[EXERCISE REQUIREMENTS] Can you set out every line of the material below as a numbered list, leaving out any blank lines?

[RECORDS FOR THE EXERCISE]
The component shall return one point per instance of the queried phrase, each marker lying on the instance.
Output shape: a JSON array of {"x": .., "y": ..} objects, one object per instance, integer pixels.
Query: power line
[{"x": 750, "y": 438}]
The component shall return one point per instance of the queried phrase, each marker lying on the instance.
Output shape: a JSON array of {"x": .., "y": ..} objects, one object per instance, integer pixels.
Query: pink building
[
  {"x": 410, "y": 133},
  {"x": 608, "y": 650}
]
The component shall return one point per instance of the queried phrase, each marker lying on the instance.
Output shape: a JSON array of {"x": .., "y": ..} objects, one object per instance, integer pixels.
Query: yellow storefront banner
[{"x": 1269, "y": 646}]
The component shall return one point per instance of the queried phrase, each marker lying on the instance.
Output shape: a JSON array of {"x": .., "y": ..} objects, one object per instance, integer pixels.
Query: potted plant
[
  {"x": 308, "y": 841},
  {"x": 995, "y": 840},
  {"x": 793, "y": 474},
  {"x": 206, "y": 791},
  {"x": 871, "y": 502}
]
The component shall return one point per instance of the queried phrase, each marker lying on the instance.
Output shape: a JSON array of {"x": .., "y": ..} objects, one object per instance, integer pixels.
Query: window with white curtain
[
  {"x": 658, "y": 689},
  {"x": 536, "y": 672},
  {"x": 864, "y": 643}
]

[COMPLETED TASK]
1. The component shall return one point per instance of the queried phrase, each marker lying on the instance.
2. Output shape: a JSON array of {"x": .., "y": ..} objects, one object per instance, integer pixels.
3. Query: power line
4. [{"x": 750, "y": 438}]
5. The component shall return one point per instance of the queried phrase, each marker lying on the instance.
6. Output shape: a JSON array of {"x": .., "y": ..} objects, one object per instance, integer pixels.
7. Query: pink building
8. [
9.   {"x": 410, "y": 133},
10.   {"x": 608, "y": 650}
11. ]
12. The component shall return one point per instance of the queried phrase, each marker lying on the instance.
13. Output shape: a JSON array of {"x": .., "y": ..} objects, one object per instance, integer pixels.
14. Query: yellow storefront banner
15. [{"x": 1269, "y": 646}]
16. The component shall return one point per instance of the queried phrase, each marker lying on the instance.
17. Output shape: a JSON array of {"x": .., "y": ..} objects, one object per instance, integer pixels.
18. Query: potted plant
19. [
20.   {"x": 308, "y": 841},
21.   {"x": 995, "y": 840},
22.   {"x": 793, "y": 474},
23.   {"x": 206, "y": 791},
24.   {"x": 871, "y": 502}
25. ]
26. The component shall return one point per instance of the queried phrase, each marker lying on the instance.
27. Output shape: a JSON array of {"x": .., "y": ..} objects, one object per instance, integer pixels.
28. Query: window with white curtain
29. [
30.   {"x": 658, "y": 689},
31.   {"x": 536, "y": 672},
32.   {"x": 864, "y": 643}
33. ]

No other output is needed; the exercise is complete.